_GIVEN RECORDS_:
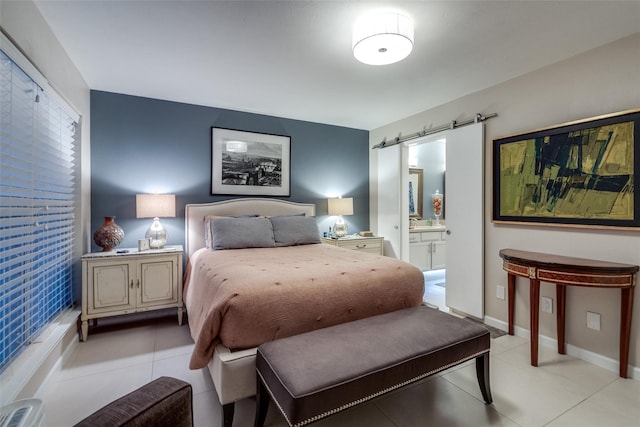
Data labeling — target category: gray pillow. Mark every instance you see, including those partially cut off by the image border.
[269,216,321,246]
[204,214,260,249]
[211,217,275,250]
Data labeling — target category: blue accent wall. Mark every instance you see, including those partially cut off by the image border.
[91,91,369,251]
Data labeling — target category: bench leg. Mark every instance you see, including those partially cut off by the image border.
[255,376,269,427]
[476,352,493,405]
[222,402,236,427]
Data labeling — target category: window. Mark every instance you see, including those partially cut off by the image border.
[0,40,79,373]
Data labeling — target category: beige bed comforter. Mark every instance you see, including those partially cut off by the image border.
[184,244,424,369]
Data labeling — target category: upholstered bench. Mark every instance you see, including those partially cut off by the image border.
[255,306,492,427]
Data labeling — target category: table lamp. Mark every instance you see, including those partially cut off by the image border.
[328,197,353,237]
[136,194,176,249]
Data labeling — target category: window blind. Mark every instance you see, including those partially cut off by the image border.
[0,44,79,373]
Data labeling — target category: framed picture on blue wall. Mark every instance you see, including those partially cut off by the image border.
[211,127,291,196]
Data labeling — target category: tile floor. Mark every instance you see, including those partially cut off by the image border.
[36,300,640,427]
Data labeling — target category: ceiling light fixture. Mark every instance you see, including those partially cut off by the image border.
[353,11,413,65]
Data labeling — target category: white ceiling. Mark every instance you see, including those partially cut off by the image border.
[35,0,640,130]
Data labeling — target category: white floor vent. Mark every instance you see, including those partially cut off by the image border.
[0,399,44,427]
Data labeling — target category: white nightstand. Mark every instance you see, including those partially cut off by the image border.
[322,236,384,255]
[80,246,183,341]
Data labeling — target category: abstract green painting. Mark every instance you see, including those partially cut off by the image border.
[493,111,640,231]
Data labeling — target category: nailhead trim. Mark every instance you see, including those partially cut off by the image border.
[258,350,489,427]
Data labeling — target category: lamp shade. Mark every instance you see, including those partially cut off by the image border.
[328,197,353,216]
[136,194,176,218]
[352,12,413,65]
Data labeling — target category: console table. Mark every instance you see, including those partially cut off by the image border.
[500,249,639,378]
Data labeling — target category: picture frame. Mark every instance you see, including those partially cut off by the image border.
[211,127,291,196]
[492,110,640,229]
[408,168,424,219]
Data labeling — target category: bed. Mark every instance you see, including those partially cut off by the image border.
[184,198,424,426]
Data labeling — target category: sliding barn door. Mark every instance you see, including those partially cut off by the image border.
[444,123,484,319]
[378,144,403,258]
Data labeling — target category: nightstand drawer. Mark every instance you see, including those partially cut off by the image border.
[340,239,382,254]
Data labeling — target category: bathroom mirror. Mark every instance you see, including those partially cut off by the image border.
[408,168,424,219]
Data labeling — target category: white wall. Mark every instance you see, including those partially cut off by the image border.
[370,33,640,366]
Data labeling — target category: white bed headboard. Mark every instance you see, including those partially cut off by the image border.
[184,198,316,261]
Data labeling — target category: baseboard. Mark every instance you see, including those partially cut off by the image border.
[484,316,640,380]
[0,308,80,406]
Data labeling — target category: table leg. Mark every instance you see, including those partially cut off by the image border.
[556,284,567,354]
[529,278,540,366]
[620,287,634,378]
[507,273,516,335]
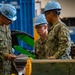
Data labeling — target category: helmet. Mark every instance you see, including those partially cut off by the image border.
[0,4,17,21]
[34,14,48,25]
[44,1,61,12]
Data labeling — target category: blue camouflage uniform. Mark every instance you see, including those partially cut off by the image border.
[0,25,18,75]
[35,38,49,59]
[45,20,71,59]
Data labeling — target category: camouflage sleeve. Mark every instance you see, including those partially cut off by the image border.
[0,36,7,59]
[54,26,70,58]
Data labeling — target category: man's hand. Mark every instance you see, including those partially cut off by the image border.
[7,54,17,60]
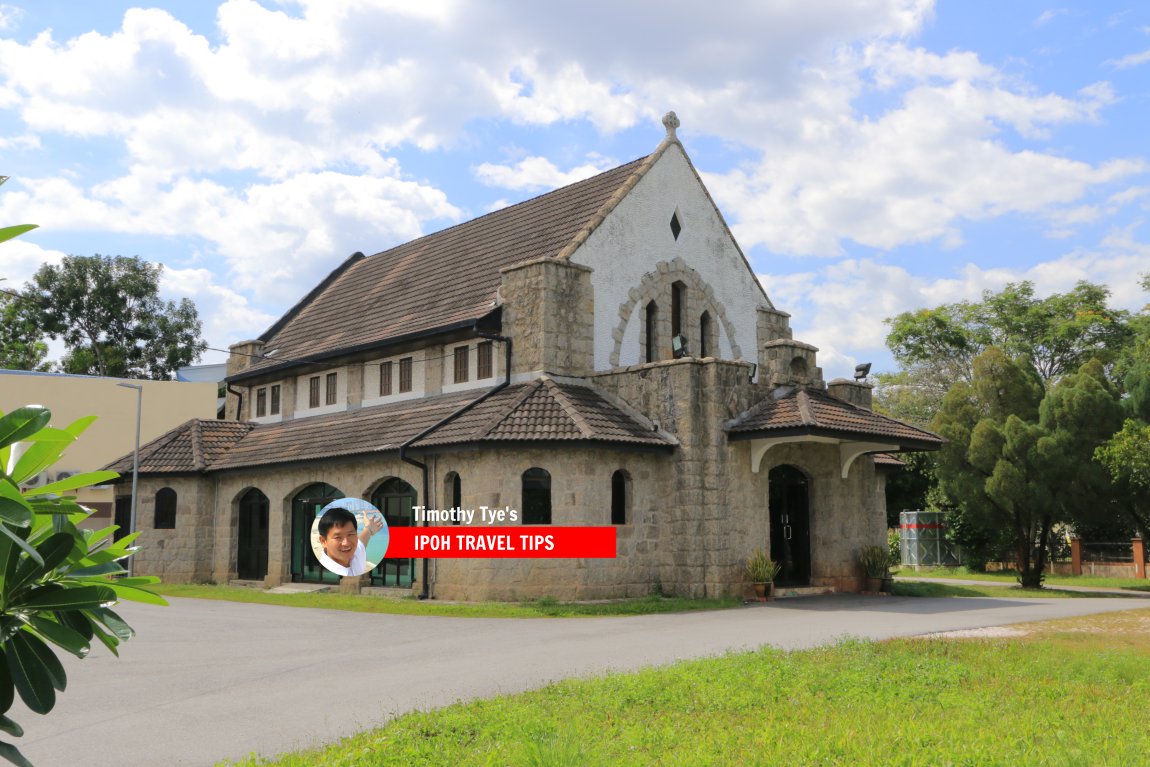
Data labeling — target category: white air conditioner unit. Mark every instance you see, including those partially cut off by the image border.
[20,471,48,490]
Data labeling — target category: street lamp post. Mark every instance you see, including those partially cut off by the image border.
[116,383,144,575]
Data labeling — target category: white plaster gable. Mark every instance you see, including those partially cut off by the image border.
[570,141,769,370]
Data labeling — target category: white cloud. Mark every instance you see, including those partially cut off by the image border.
[759,228,1150,379]
[705,44,1147,256]
[0,3,24,32]
[1034,8,1070,26]
[160,268,278,359]
[0,0,1147,347]
[1106,49,1150,69]
[474,158,614,191]
[0,238,64,285]
[0,169,460,304]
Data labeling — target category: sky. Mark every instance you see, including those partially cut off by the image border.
[0,0,1150,379]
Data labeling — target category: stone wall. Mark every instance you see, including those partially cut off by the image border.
[499,259,595,376]
[123,475,215,583]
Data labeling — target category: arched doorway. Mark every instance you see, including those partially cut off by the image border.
[767,466,811,586]
[371,477,417,588]
[291,482,344,583]
[236,488,268,581]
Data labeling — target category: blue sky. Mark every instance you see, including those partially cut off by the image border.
[0,0,1150,377]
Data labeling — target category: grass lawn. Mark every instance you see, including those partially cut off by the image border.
[148,583,743,618]
[895,567,1150,591]
[221,609,1150,767]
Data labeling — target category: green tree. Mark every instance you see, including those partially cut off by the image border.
[1095,419,1150,540]
[0,186,48,370]
[935,346,1122,588]
[0,406,166,765]
[887,282,1130,393]
[21,255,207,379]
[0,289,48,370]
[934,347,1053,588]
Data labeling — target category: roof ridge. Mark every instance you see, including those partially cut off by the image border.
[367,157,659,258]
[191,419,207,471]
[543,376,595,437]
[475,381,543,439]
[256,251,367,343]
[554,142,671,261]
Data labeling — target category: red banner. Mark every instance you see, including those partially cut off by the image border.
[386,526,615,559]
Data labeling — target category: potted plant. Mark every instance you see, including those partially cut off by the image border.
[746,549,781,601]
[859,546,890,593]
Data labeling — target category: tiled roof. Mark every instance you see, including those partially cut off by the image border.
[108,378,675,474]
[725,389,943,450]
[107,419,255,474]
[871,453,906,469]
[239,152,658,377]
[415,377,675,447]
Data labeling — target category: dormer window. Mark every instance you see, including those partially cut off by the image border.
[455,346,472,383]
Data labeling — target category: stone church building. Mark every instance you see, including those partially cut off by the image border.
[110,113,941,599]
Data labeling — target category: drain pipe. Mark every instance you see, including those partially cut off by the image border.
[399,332,511,599]
[224,384,244,421]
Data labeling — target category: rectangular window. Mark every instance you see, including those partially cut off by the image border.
[399,356,412,393]
[455,346,472,383]
[380,360,391,397]
[475,340,492,379]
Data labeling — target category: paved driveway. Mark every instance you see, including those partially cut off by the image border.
[12,596,1147,767]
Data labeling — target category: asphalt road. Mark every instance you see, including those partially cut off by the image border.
[11,596,1147,767]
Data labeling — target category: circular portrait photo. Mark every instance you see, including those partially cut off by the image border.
[312,498,388,575]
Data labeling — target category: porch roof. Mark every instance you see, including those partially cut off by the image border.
[723,386,944,478]
[107,378,677,474]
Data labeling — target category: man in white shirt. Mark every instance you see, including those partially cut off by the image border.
[319,507,383,575]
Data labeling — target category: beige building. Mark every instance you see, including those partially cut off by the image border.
[103,114,940,599]
[0,370,216,527]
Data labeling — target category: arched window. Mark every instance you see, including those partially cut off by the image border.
[236,488,269,581]
[523,468,551,524]
[291,482,344,583]
[371,477,419,588]
[155,488,176,530]
[611,469,631,524]
[646,301,659,362]
[670,281,687,336]
[699,312,714,356]
[443,471,463,524]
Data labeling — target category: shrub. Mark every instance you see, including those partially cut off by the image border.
[0,406,167,765]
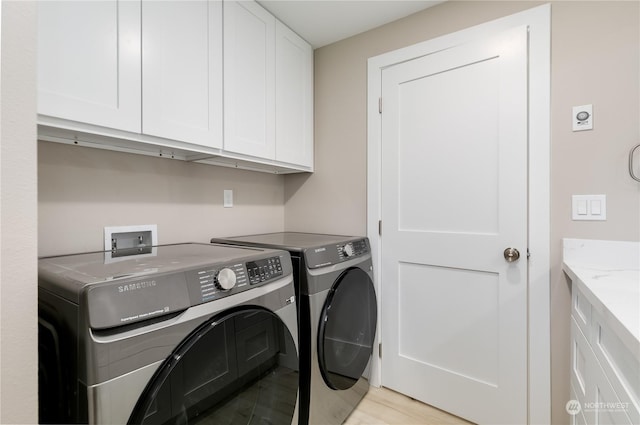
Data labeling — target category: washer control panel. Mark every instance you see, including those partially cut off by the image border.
[337,239,369,260]
[247,257,282,285]
[304,238,371,269]
[187,257,284,304]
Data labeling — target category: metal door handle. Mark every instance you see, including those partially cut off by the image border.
[629,145,640,182]
[504,248,520,263]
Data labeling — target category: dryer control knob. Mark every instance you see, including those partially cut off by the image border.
[342,243,353,257]
[216,268,236,291]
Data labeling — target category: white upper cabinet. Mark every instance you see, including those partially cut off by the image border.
[38,0,313,173]
[38,1,141,132]
[142,0,222,148]
[276,21,313,167]
[223,1,276,159]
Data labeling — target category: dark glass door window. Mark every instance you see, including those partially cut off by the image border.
[318,268,377,390]
[129,308,298,425]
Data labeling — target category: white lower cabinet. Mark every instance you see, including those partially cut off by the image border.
[567,285,640,425]
[38,0,313,173]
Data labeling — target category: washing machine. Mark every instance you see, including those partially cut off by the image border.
[38,244,299,425]
[211,232,377,425]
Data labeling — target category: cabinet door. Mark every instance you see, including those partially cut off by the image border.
[38,0,141,132]
[142,0,222,148]
[276,21,313,167]
[223,1,275,159]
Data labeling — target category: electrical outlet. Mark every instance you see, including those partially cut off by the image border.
[222,189,233,208]
[104,224,158,256]
[571,195,607,221]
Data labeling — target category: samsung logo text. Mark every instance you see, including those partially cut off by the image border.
[118,280,156,293]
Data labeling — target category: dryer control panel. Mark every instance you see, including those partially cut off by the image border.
[304,238,371,269]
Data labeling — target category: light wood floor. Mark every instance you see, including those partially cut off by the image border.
[345,387,471,425]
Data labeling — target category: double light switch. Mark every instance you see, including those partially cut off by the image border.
[571,195,607,221]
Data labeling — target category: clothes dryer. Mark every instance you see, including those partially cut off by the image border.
[38,244,299,425]
[211,232,377,425]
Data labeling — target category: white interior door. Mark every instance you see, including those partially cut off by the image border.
[380,27,528,424]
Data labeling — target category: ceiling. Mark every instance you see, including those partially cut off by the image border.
[258,0,445,49]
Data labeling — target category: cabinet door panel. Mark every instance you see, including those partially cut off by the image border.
[276,21,313,167]
[142,0,222,148]
[38,1,141,132]
[223,1,275,159]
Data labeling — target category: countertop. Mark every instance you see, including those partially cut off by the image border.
[562,239,640,356]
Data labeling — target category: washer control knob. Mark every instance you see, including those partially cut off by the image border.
[216,268,236,291]
[342,243,354,257]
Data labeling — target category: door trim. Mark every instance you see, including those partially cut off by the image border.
[367,4,551,424]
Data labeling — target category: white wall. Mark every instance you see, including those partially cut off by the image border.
[0,1,38,424]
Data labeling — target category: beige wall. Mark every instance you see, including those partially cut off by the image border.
[285,1,640,424]
[38,142,284,256]
[0,1,38,424]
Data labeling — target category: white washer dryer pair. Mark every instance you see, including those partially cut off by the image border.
[211,232,377,425]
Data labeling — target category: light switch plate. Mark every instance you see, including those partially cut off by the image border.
[571,195,607,221]
[222,189,233,208]
[572,105,593,131]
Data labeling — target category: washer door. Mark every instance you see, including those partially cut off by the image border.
[318,268,378,390]
[129,307,298,425]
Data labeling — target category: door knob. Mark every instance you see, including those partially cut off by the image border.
[504,248,520,263]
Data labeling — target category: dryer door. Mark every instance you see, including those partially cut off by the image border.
[318,267,377,390]
[129,307,298,425]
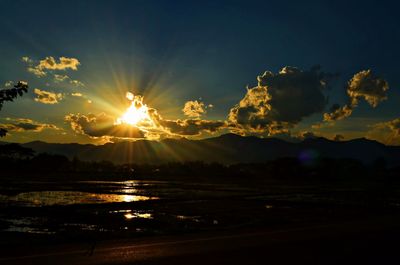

_EXERCISE_: Reproduce the listing word for word, from its beginning through the line containing "[353,11,413,65]", with both ends included and the pictures omitted.

_TASK SOLUTION_:
Data labeling — target category: gray pillow. Mark every instance you see, including those partially cut off by the image border.
[269,216,321,246]
[204,214,260,249]
[211,217,275,250]
Data labeling — target category: blue accent wall. Mark every instance you see, including those partially cut off by the image border.
[91,91,369,251]
Data labeling — target category: bench leg. Mark every instance you see, including those partially cut off by the image border.
[255,376,269,427]
[476,352,493,405]
[222,402,236,427]
Data labeling — target category: window. Mark every instance you see, including those partially cut off by the image border.
[0,40,79,373]
Data labeling — target category: beige bed comforter. Mark every instance you see, including those partially cut off by the image border.
[184,244,424,369]
Data labeling — target category: upholstered bench. Mark every instance you see, including those partially cut off by the image border.
[255,306,492,427]
Data labeling — target category: table lamp. Mark every instance you see, including those partially cut off by the image border.
[328,197,353,237]
[136,194,176,249]
Data labeling — target category: window blind. Mark every instance you see, including those partially cut off by the image border.
[0,44,79,373]
Data labeling — target category: framed picture on blue wall. Mark every instance you see, including those partially cut off by the image border.
[211,127,291,196]
Data labeling — target category: tile floor. Mark every instance you see, including those partially cut off by the image border.
[36,300,640,427]
Data labeling — target category: ceiling light fixture. Mark every instance you see, including those partially cut off by the image border.
[353,11,413,65]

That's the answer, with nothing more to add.